Available records ::
*****
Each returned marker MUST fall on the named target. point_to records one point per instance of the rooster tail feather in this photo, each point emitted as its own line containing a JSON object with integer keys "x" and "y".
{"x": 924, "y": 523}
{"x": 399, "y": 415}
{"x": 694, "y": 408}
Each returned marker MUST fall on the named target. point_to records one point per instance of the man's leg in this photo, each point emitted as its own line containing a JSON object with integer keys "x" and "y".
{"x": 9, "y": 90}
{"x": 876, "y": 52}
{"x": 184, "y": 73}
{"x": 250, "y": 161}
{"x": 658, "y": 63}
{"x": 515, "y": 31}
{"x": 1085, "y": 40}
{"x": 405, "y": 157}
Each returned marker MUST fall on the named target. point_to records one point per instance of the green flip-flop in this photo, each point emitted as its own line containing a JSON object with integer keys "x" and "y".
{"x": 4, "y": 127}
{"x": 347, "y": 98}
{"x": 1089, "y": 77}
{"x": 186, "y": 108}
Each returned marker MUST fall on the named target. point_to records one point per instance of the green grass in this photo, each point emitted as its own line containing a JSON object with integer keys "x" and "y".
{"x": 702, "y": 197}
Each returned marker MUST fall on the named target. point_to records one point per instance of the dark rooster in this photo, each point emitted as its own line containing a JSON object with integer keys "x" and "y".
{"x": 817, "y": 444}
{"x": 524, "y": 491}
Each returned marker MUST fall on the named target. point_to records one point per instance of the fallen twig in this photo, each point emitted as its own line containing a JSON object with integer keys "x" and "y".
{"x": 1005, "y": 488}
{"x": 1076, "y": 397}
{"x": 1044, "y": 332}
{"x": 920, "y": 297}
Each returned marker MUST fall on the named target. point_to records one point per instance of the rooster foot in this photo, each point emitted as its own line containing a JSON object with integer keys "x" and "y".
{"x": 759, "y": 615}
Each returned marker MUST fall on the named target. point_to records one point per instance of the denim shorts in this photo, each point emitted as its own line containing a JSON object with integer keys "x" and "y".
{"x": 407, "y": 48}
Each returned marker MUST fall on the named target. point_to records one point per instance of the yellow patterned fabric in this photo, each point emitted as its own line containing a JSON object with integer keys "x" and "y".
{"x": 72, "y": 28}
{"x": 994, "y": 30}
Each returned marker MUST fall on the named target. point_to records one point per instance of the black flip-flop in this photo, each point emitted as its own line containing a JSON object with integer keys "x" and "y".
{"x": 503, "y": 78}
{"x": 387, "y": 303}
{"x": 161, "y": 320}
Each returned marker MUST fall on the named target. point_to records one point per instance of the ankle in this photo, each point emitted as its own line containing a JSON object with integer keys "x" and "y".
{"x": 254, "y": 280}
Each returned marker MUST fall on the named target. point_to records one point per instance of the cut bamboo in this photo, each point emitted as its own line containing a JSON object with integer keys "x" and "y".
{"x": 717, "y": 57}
*****
Format every line of the rows above as a Markdown table with the columns Line and Text, putting each line's number under Line and the line itself under Text. Leave out any blank lines.

Response to the exercise ::
| Line | Text |
|---|---|
| 1 | Each returned marker MUST fall on the named target. point_to records one point per instance of the rooster tail feather in this photo, each point emitted as its own line containing a JSON object with integer keys "x" and "y". |
| 2 | {"x": 924, "y": 523} |
| 3 | {"x": 399, "y": 415} |
| 4 | {"x": 694, "y": 408} |
| 5 | Each returned marker MUST fall on the named target. point_to records one point per instance of the man's leg in this photo, each point emitted as its own line containing a JSON object with integer keys "x" and "y". |
| 6 | {"x": 9, "y": 90} |
| 7 | {"x": 876, "y": 52} |
| 8 | {"x": 184, "y": 73} |
| 9 | {"x": 250, "y": 161} |
| 10 | {"x": 658, "y": 63} |
| 11 | {"x": 515, "y": 31} |
| 12 | {"x": 1085, "y": 40} |
| 13 | {"x": 405, "y": 157} |
| 14 | Each returned marker MUST fall on the named target. point_to records one point per instance of the green flip-flop in this photo, each point emitted as its own line containing a JSON object with integer keys "x" and "y". |
| 15 | {"x": 4, "y": 127} |
| 16 | {"x": 347, "y": 98} |
| 17 | {"x": 1089, "y": 77} |
| 18 | {"x": 186, "y": 108} |
| 19 | Each returned marker MUST fall on the named target. point_to records one point per instance of the green grass in this photo, each point emitted as its own line containing a JSON object with integer keys "x" and "y". |
| 20 | {"x": 702, "y": 197} |
| 21 | Each returned marker MUST fall on the named target. point_to records one point per instance of the dark rooster in this photo, each point emitted as its own line containing a JSON object with integer keys "x" and "y". |
| 22 | {"x": 817, "y": 444} |
| 23 | {"x": 524, "y": 491} |
| 24 | Each returned marker MUST fall on the named target. point_to records one point per instance of the fallen twig in this photo, each point emitted as its own line containing a JSON object with integer keys "x" and "y". |
| 25 | {"x": 1005, "y": 488} |
| 26 | {"x": 1076, "y": 397} |
| 27 | {"x": 1044, "y": 332} |
| 28 | {"x": 920, "y": 297} |
| 29 | Each returned marker MUST fall on the named target. point_to records one point per instance of the rooster foot in this photo, each point emitted as its own line containing a JSON object with integer keys "x" and "y". |
| 30 | {"x": 759, "y": 615} |
| 31 | Each returned marker MUST fall on the named target. point_to records one point per instance of the denim shorts in this photo, each point emitted as its own line containing a JSON object with integer keys "x" and "y". |
| 32 | {"x": 407, "y": 48} |
| 33 | Each returned marker MUST fall on the named target. point_to records one point per instance of the yellow patterned fabric in this photo, each point emitted as its own line containing a JSON object with integer keys "x" and "y". |
| 34 | {"x": 72, "y": 28} |
| 35 | {"x": 994, "y": 30} |
| 36 | Each returned marker MUST fall on the named target. point_to records one point per instance of the black flip-flop in this photo, each point emitted as its own line containing a JSON object with integer keys "x" and "y". |
| 37 | {"x": 503, "y": 78} |
| 38 | {"x": 387, "y": 303} |
| 39 | {"x": 161, "y": 320} |
| 40 | Each returned marker MUST fall on the named target. point_to records one point per instance of the ankle in this photo, each point emitted as its own line containing a JSON object with integer keys "x" and "y". |
| 41 | {"x": 254, "y": 280} |
| 42 | Each returned marker MUST fall on the named target. point_to records one point per instance of the cut bamboo in this photo, each point emitted as its own line containing a JSON object with integer keys "x" and "y". |
| 43 | {"x": 717, "y": 57} |